▶ TAREAS DEL EJERCICIO:
1 - Copia literalmente el fragmento del texto sobre la Cruz, empezando en "Abrazar el Madero" y terminando en "estación, n. 5).".
2 - Pasa a una lista JSON de cadenas, una por línea y sin las líneas en blanco, solo las líneas de los registros, empezando en la que contiene "of the reflection" y terminando al final de los registros.

▶ TEXTO EXTRAÍDO:

* * *

Comenzamos un nuevo curso pastoral, una nueva oportunidad para dejarnos alentar por el amor misericordioso del Padre y para abrazar la cruz de Jesús: el consuelo infinito con el que Dios responde a los males que desfiguran a la humanidad.

«El alma que anda en amor, ni cansa ni se cansa», dejó escrito san Juan de la Cruz. Hoy, con este recuerdo del querido santo carmelita, traigo a la memoria del corazón la festividad que conmemoramos el 14 de septiembre: la Exaltación de la Santa Cruz y también la fiesta del Santísimo Cristo de Burgos. Este día, ya próximo en el calendario, por la tarde, celebraremos la Eucaristía y portaremos al Santísimo Cristo a las calles de nuestra ciudad para recibir su bendición y manifestarle nuestro amor y agradecimiento.

La Cruz es el camino, la palabra y el gesto más grande del Amor. Y aunque muchas veces parece que Dios permanece en silencio y que no atiende a nuestra voz suplicante, su sentir nos habla desde donde mana la fuente de la misericordia, desde la Cruz de Cristo.

Abrazar el Madero supone recorrer la Vía Dolorosa hasta hacer, de nuestra vida, un camino acompasado con el amor de Jesús que siempre nos acompaña. La Resurrección es el culmen, la Tierra Prometida, pero hemos de ir configurando ese encuentro de rodillas, abarcando la soledad o el gozo de una oración que habla sin palabras o con el corazón colmado. Como escribía san Josemaría Escrivá, que pasó una larga temporada entre nosotros, en Burgos, en una de sus obras relativas a los misterios dolorosos de Cristo, «en la Pasión, la Cruz dejó de ser símbolo de castigo para convertirse en señal de victoria». La Cruz es el emblema del Redentor: «Allí está nuestra salud, nuestra vida y nuestra resurrección» (Vía crucis, II estación, n. 5).

* * *

▶ REGISTROS:
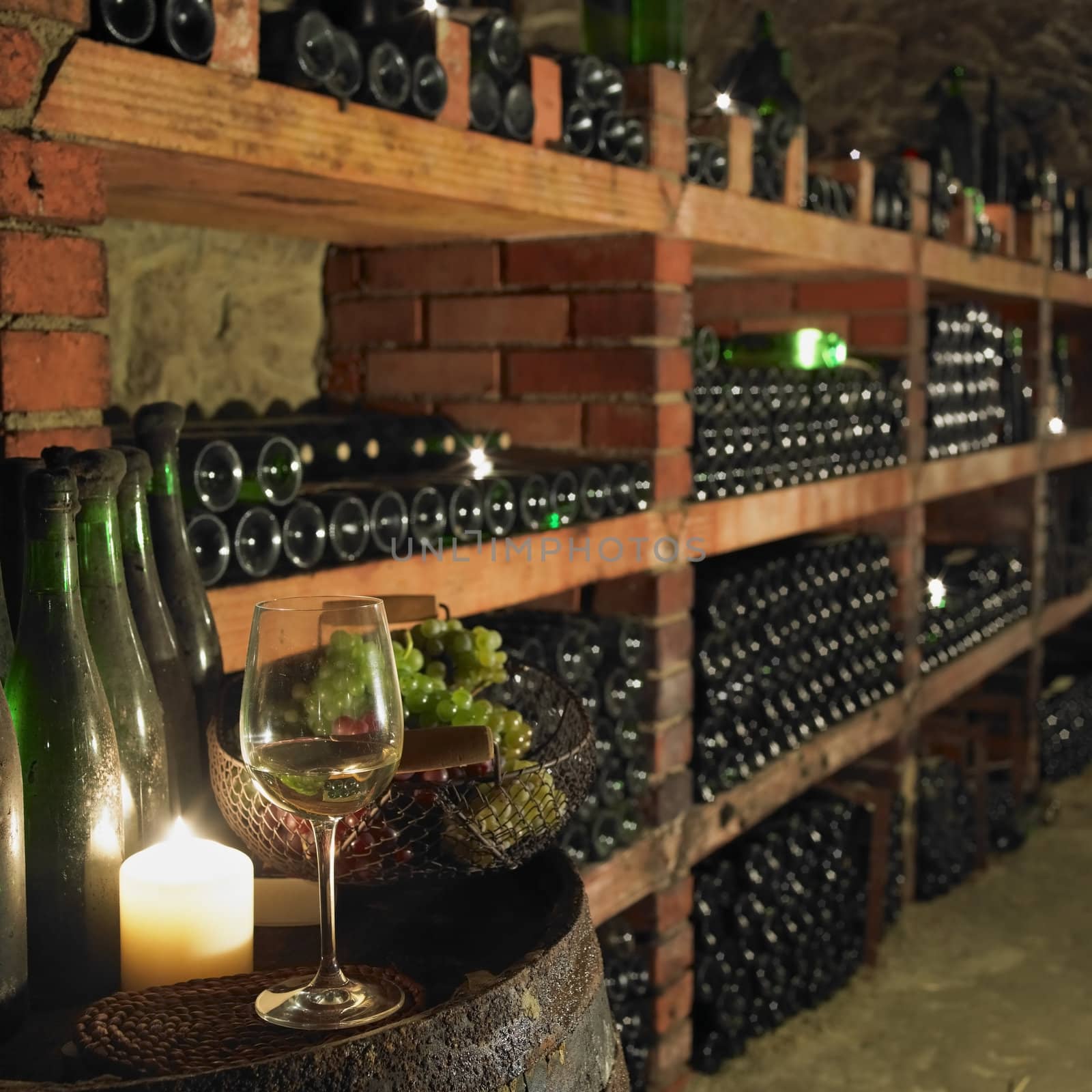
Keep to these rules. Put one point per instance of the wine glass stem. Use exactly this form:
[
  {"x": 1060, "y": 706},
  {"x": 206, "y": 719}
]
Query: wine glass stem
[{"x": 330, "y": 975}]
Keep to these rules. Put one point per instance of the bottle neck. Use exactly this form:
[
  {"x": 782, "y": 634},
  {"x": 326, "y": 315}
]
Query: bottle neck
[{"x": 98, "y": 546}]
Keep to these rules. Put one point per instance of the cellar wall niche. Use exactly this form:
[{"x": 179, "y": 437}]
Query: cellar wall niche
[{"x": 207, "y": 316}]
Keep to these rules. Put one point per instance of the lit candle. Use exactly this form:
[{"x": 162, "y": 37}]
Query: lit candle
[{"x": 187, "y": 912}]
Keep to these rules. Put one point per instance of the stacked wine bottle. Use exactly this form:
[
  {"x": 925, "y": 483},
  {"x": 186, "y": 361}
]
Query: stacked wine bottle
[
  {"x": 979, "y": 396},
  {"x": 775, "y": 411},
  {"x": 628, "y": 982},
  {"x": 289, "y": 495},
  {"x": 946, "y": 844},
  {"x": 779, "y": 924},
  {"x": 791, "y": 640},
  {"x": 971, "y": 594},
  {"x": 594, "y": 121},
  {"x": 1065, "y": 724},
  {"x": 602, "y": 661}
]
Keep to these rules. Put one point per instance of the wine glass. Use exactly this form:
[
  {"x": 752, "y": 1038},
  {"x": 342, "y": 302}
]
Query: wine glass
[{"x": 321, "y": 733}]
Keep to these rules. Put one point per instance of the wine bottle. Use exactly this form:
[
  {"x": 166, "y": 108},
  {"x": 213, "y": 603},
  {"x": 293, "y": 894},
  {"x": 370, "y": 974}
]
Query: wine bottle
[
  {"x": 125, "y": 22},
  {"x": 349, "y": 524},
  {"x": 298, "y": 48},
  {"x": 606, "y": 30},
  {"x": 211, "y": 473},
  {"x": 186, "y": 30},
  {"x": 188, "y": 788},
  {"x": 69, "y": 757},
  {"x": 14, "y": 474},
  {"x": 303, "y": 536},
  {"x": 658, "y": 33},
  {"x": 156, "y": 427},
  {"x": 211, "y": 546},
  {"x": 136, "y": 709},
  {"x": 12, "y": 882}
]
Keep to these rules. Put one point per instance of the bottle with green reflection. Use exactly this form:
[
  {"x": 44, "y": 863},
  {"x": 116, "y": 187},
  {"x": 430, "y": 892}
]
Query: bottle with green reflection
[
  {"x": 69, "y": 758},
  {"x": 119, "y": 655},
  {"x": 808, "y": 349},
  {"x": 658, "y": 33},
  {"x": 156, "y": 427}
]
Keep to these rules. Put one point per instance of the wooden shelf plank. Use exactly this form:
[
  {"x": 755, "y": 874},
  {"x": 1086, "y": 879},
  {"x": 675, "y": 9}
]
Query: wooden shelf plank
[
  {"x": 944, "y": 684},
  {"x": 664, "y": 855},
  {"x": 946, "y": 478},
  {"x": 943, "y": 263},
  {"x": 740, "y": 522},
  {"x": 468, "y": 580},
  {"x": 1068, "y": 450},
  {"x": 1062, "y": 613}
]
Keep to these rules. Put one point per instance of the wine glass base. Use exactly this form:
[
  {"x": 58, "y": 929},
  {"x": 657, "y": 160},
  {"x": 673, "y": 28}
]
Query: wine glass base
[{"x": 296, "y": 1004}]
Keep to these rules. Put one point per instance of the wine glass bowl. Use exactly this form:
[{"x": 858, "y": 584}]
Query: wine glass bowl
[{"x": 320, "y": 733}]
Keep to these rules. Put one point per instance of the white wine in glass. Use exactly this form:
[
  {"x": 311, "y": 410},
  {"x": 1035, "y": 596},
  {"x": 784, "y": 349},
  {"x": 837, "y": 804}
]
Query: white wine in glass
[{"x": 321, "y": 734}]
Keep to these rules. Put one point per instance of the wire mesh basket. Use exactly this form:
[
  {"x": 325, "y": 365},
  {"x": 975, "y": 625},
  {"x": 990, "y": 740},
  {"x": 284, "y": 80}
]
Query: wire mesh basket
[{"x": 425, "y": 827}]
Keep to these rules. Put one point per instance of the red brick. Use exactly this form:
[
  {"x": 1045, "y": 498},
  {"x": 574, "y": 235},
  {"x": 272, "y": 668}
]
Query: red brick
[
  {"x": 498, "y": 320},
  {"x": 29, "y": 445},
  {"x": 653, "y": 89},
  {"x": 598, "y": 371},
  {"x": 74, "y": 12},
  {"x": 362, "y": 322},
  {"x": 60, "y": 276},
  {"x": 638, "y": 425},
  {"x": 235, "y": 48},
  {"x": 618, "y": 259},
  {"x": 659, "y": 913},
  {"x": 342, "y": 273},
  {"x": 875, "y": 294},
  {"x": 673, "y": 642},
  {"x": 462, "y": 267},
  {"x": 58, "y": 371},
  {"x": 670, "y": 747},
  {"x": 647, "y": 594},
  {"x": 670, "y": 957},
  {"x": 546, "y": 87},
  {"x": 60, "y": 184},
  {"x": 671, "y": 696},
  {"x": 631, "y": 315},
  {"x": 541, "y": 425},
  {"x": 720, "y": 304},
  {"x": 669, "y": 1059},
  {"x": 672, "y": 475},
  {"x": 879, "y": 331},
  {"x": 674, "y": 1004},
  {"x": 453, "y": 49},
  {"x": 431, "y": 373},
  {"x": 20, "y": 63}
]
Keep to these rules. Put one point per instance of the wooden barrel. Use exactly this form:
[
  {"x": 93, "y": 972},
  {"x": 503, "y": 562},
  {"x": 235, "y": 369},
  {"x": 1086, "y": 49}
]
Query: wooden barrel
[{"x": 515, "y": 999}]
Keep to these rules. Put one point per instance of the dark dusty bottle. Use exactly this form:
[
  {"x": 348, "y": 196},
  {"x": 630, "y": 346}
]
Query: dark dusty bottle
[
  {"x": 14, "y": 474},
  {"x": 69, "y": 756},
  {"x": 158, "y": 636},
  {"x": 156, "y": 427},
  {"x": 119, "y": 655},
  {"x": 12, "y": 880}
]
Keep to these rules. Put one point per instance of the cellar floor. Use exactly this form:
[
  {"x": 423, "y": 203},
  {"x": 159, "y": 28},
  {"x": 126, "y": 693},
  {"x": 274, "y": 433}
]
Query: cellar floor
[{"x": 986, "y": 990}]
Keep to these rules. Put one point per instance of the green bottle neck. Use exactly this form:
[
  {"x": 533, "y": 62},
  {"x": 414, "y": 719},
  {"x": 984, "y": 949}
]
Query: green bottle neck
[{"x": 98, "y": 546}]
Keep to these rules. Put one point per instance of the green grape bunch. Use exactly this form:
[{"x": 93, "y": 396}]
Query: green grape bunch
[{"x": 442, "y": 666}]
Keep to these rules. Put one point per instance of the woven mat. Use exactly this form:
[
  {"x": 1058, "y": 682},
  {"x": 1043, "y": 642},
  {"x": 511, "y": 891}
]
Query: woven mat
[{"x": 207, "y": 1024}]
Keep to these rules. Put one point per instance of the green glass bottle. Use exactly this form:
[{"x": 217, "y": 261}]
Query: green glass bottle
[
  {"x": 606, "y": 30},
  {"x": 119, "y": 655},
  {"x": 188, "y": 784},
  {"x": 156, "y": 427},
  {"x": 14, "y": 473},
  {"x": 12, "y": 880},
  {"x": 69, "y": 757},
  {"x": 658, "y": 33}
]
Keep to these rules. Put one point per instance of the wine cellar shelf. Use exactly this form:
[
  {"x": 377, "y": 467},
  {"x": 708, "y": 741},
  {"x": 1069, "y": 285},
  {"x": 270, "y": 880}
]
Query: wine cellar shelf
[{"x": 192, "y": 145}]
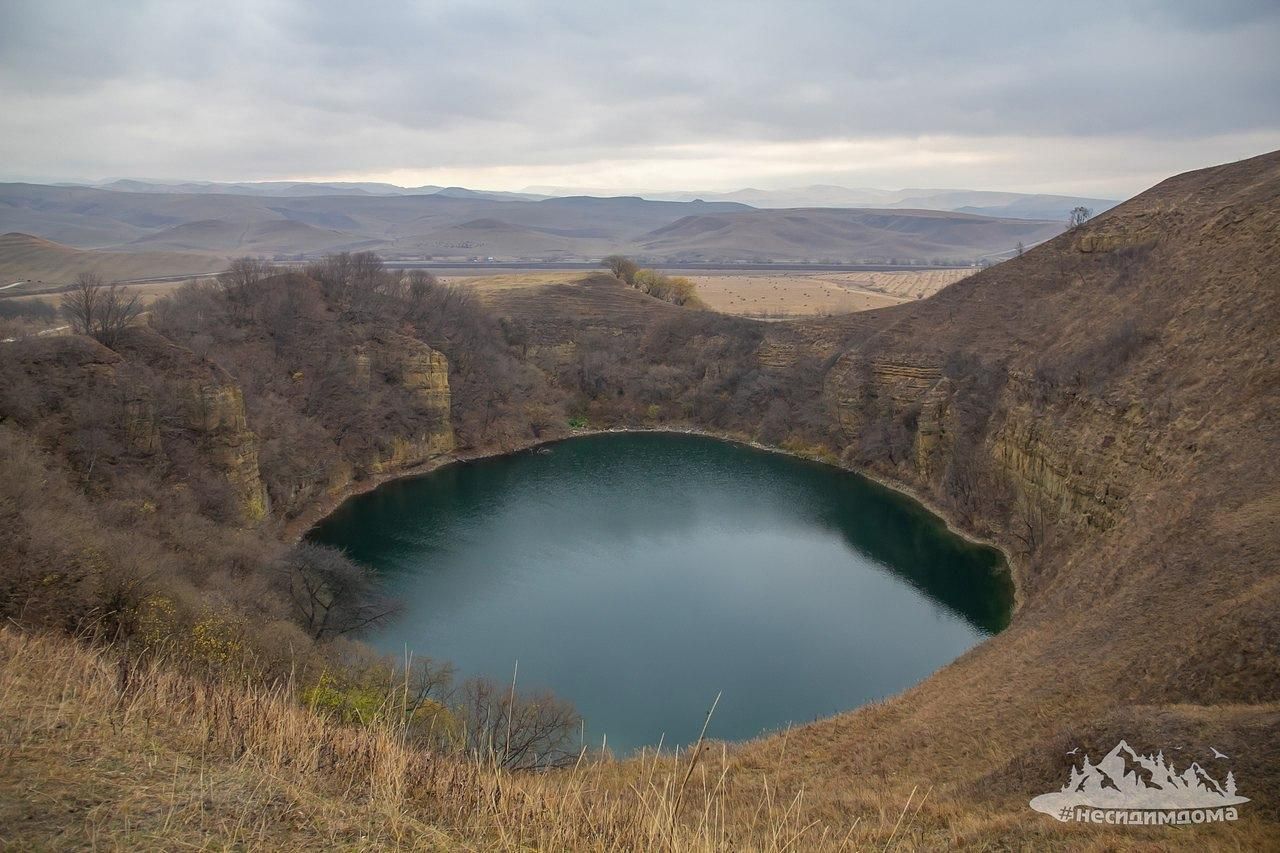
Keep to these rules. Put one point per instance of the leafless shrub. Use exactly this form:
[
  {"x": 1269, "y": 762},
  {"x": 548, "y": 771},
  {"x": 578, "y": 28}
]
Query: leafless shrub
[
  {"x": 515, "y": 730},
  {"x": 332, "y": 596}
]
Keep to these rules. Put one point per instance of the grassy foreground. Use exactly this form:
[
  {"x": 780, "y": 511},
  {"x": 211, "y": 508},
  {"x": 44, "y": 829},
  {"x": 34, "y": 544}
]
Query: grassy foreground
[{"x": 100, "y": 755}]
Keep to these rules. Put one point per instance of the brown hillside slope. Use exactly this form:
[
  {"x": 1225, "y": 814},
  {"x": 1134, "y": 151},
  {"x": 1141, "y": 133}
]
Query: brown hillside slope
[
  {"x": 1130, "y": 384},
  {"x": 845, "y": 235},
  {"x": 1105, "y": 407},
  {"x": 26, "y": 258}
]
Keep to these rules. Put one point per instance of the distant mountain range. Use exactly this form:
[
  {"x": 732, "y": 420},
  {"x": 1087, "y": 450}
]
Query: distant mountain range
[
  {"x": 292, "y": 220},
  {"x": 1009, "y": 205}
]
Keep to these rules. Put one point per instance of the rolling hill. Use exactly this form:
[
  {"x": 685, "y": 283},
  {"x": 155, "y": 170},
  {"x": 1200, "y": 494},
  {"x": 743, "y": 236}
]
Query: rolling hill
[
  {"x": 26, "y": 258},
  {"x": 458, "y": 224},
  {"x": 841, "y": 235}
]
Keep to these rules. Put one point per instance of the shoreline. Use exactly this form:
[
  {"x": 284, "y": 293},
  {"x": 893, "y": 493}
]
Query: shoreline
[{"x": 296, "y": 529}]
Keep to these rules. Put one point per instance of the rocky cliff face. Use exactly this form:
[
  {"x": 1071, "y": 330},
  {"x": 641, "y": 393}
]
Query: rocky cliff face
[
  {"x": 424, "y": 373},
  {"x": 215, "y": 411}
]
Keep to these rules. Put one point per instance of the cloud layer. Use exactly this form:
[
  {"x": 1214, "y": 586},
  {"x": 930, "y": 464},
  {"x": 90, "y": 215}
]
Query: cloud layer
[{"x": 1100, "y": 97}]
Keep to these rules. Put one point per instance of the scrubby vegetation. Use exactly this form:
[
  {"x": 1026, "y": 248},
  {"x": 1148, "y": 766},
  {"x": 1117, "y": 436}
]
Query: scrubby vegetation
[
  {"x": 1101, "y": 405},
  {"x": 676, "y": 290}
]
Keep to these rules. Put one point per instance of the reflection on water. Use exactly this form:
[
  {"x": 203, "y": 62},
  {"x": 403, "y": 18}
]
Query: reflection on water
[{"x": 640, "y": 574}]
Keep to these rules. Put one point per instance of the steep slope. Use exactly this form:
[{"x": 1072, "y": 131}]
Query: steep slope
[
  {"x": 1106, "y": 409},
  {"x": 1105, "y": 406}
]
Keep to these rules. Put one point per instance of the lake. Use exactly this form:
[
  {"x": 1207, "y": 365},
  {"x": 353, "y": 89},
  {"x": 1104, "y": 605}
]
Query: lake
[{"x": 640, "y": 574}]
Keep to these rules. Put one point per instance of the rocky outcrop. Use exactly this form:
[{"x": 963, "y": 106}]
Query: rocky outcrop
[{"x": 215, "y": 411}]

* * *

▶ RESPUESTAS EN ORDEN:
1 -
Abrazar el Madero supone recorrer la Vía Dolorosa hasta hacer, de nuestra vida, un camino acompasado con el amor de Jesús que siempre nos acompaña. La Resurrección es el culmen, la Tierra Prometida, pero hemos de ir configurando ese encuentro de rodillas, abarcando la soledad o el gozo de una oración que habla sin palabras o con el corazón colmado. Como escribía san Josemaría Escrivá, que pasó una larga temporada entre nosotros, en Burgos, en una de sus obras relativas a los misterios dolorosos de Cristo, «en la Pasión, la Cruz dejó de ser símbolo de castigo para convertirse en señal de victoria». La Cruz es el emblema del Redentor: «Allí está nuestra salud, nuestra vida y nuestra resurrección» (Vía crucis, II estación, n. 5).

2 -
[
  "Keep to these rules. Put one point per instance of the reflection on water. Use exactly this form:",
  "[",
  "  {\"x\": 203, \"y\": 62},",
  "  {\"x\": 403, \"y\": 18}",
  "]",
  "Query: reflection on water",
  "[{\"x\": 640, \"y\": 574}]",
  "Keep to these rules. Put one point per instance of the steep slope. Use exactly this form:",
  "[{\"x\": 1072, \"y\": 131}]",
  "Query: steep slope",
  "[",
  "  {\"x\": 1106, \"y\": 409},",
  "  {\"x\": 1105, \"y\": 406}",
  "]",
  "Keep to these rules. Put one point per instance of the lake. Use exactly this form:",
  "[",
  "  {\"x\": 1207, \"y\": 365},",
  "  {\"x\": 353, \"y\": 89},",
  "  {\"x\": 1104, \"y\": 605}",
  "]",
  "Query: lake",
  "[{\"x\": 640, \"y\": 574}]",
  "Keep to these rules. Put one point per instance of the rocky outcrop. Use exactly this form:",
  "[{\"x\": 963, \"y\": 106}]",
  "Query: rocky outcrop",
  "[{\"x\": 215, \"y\": 411}]"
]